**EXCERPT PROVIDED:**
Skip to content

Expressions and contexts

Polars has developed its own Domain Specific Language (DSL) for transforming data. The language is very easy to use and allows for complex queries that remain human readable. Expressions and contexts, which will be introduced here, are very important in achieving this readability while also allowing the Polars query engine to optimize your queries to make them run as fast as possible.

Expressions

In Polars, an expression is a lazy representation of a data transformation. Expressions are modular and flexible, which means you can use them as building blocks to build more complex expressions. Here is an example of a Polars expression:

import polars as pl

pl.col("weight") / (pl.col("height") ** 2)

As you might be able to guess, this expression takes a column named “weight” and divides its values by the square of the values in a column “height”, computing a person's BMI.

The code above expresses an abstract computation that we can save in a variable, manipulate further, or just print:

bmi_expr = pl.col("weight") / (pl.col("height") ** 2)
print(bmi_expr)
[(col("weight")) / (col("height").pow([dyn int: 2]))]

Because expressions are lazy, no computations have taken place yet. That's what we need contexts for.

Contexts

Polars expressions need a context in which they are executed to produce a result. Depending on the context it is used in, the same Polars expression can produce different results. In this section, we will learn about the four most common contexts that Polars provides1:

  1. select
  2. with_columns
  3. filter
  4. group_by

We use the dataframe below to show how each of the contexts works.

from datetime import date

df = pl.DataFrame(
    {
        "name": ["Alice Archer", "Ben Brown", "Chloe Cooper", "Daniel Donovan"],
        "birthdate": [
            date(1997, 1, 10),
            date(1985, 2, 15),
            date(1983, 3, 22),
            date(1981, 4, 30),
        ],
        "weight": [57.9, 72.5, 53.6, 83.1],  # (kg)
        "height": [1.56, 1.77, 1.65, 1.75],  # (m)
    }
)

print(df)

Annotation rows
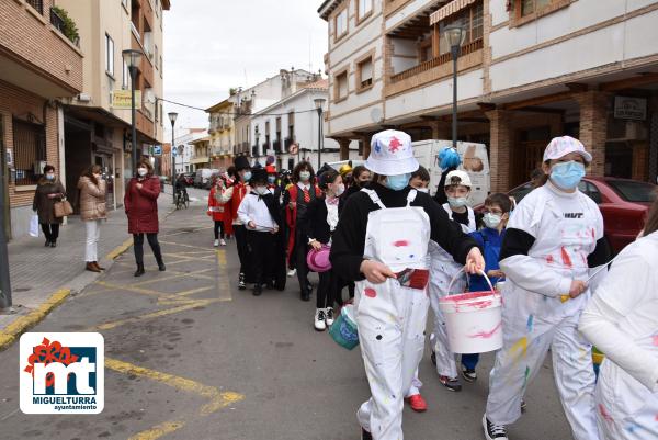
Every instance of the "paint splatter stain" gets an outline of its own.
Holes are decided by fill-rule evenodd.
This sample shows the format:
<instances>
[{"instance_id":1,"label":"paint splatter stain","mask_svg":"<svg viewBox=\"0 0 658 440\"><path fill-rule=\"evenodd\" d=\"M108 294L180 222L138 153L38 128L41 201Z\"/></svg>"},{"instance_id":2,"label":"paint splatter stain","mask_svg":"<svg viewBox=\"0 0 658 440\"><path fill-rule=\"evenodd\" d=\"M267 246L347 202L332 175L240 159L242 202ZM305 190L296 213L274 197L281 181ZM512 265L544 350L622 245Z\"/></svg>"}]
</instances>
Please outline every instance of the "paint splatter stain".
<instances>
[{"instance_id":1,"label":"paint splatter stain","mask_svg":"<svg viewBox=\"0 0 658 440\"><path fill-rule=\"evenodd\" d=\"M365 296L367 296L368 298L374 298L375 296L377 296L377 291L375 291L374 289L371 287L366 287L363 290L363 293L365 294Z\"/></svg>"},{"instance_id":2,"label":"paint splatter stain","mask_svg":"<svg viewBox=\"0 0 658 440\"><path fill-rule=\"evenodd\" d=\"M608 414L608 410L605 409L605 407L602 404L599 404L599 413L601 414L601 417L603 417L603 419L605 421L608 421L609 424L612 424L612 417L610 417L610 414Z\"/></svg>"},{"instance_id":3,"label":"paint splatter stain","mask_svg":"<svg viewBox=\"0 0 658 440\"><path fill-rule=\"evenodd\" d=\"M563 263L567 267L567 268L572 268L574 263L571 262L571 257L569 257L569 252L567 251L567 249L565 249L565 247L563 246L561 248L561 257L563 257Z\"/></svg>"}]
</instances>

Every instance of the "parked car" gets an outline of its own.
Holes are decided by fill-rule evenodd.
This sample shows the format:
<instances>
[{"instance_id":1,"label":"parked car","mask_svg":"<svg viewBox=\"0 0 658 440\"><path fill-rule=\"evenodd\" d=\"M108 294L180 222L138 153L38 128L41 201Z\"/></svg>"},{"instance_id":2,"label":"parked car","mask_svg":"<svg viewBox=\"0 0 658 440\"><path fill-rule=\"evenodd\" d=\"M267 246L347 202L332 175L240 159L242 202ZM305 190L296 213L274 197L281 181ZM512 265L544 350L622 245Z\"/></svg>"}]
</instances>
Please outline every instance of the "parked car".
<instances>
[{"instance_id":1,"label":"parked car","mask_svg":"<svg viewBox=\"0 0 658 440\"><path fill-rule=\"evenodd\" d=\"M653 183L637 180L595 177L587 177L578 185L582 193L599 205L603 215L605 238L615 253L633 242L644 227L656 188ZM527 182L508 194L519 203L532 190L532 183ZM475 210L480 212L483 207L476 206Z\"/></svg>"}]
</instances>

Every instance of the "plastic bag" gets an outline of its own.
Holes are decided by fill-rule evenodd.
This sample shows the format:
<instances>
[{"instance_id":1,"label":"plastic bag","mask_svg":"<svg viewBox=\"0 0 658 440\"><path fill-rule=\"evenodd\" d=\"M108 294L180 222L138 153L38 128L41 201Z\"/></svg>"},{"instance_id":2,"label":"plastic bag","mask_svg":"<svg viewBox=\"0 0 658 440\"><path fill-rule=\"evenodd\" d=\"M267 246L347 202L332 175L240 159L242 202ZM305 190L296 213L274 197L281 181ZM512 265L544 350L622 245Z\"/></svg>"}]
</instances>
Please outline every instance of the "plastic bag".
<instances>
[{"instance_id":1,"label":"plastic bag","mask_svg":"<svg viewBox=\"0 0 658 440\"><path fill-rule=\"evenodd\" d=\"M30 217L30 236L38 237L38 215L36 214Z\"/></svg>"}]
</instances>

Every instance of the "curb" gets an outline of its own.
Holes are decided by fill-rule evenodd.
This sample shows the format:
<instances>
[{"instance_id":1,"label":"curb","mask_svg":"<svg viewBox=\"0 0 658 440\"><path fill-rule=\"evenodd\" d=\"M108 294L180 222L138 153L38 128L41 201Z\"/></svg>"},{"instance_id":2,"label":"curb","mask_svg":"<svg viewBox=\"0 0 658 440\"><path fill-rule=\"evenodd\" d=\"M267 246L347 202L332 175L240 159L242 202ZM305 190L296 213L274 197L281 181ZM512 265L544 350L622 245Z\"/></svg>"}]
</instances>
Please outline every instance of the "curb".
<instances>
[{"instance_id":1,"label":"curb","mask_svg":"<svg viewBox=\"0 0 658 440\"><path fill-rule=\"evenodd\" d=\"M27 315L19 317L0 331L0 351L7 350L18 338L30 328L41 323L55 307L71 294L70 289L61 289L50 295L42 305Z\"/></svg>"}]
</instances>

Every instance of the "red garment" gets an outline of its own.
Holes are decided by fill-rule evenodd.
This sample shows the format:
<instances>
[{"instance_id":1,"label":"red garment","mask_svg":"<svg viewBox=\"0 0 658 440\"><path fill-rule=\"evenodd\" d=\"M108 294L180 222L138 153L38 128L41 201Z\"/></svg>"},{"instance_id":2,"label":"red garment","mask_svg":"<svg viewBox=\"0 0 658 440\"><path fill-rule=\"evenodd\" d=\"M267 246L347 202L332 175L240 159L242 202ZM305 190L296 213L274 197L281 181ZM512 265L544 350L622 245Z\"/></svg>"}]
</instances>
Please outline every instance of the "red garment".
<instances>
[{"instance_id":1,"label":"red garment","mask_svg":"<svg viewBox=\"0 0 658 440\"><path fill-rule=\"evenodd\" d=\"M141 183L141 189L137 189ZM128 233L151 234L158 233L158 196L160 195L160 180L156 176L133 178L124 196L124 208L128 216Z\"/></svg>"}]
</instances>

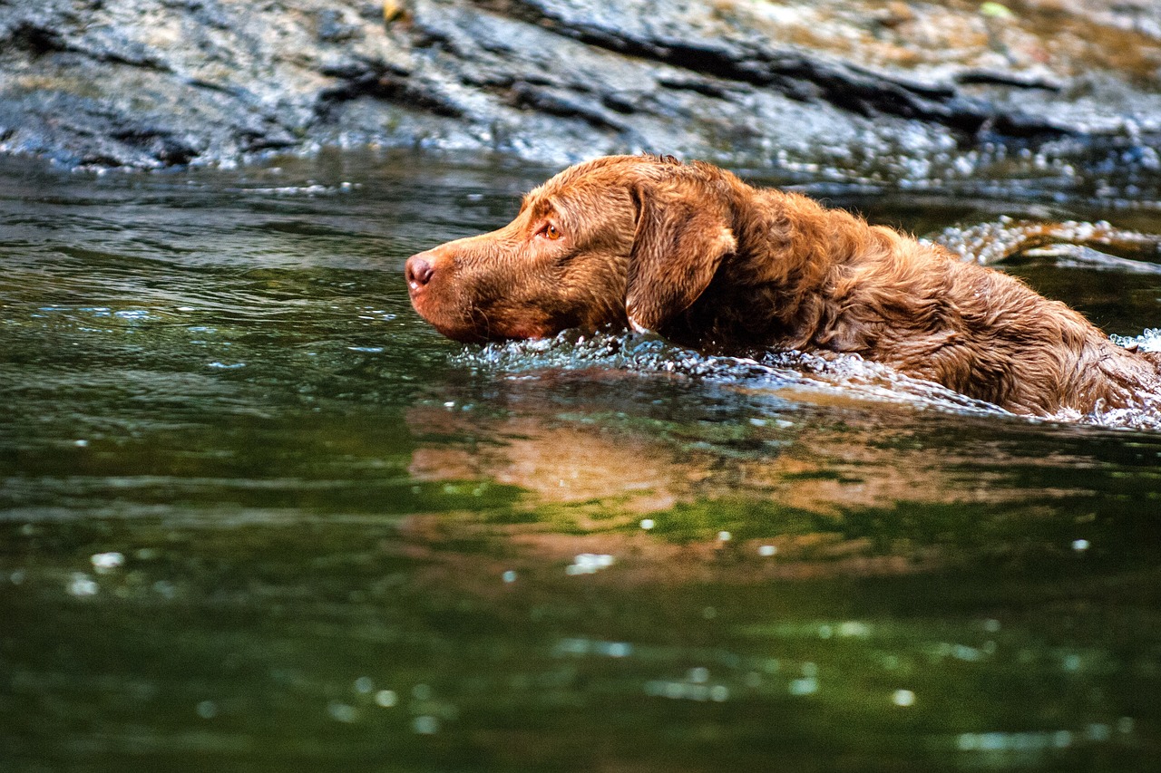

**THE EXERCISE:** Transcribe the stretch of the passage on Polars expressions and contexts from "import polars as" through "print(bmi_expr)".

**TASK ANSWER:**
import polars as pl

pl.col("weight") / (pl.col("height") ** 2)

As you might be able to guess, this expression takes a column named “weight” and divides its values by the square of the values in a column “height”, computing a person's BMI.

The code above expresses an abstract computation that we can save in a variable, manipulate further, or just print:

bmi_expr = pl.col("weight") / (pl.col("height") ** 2)
print(bmi_expr)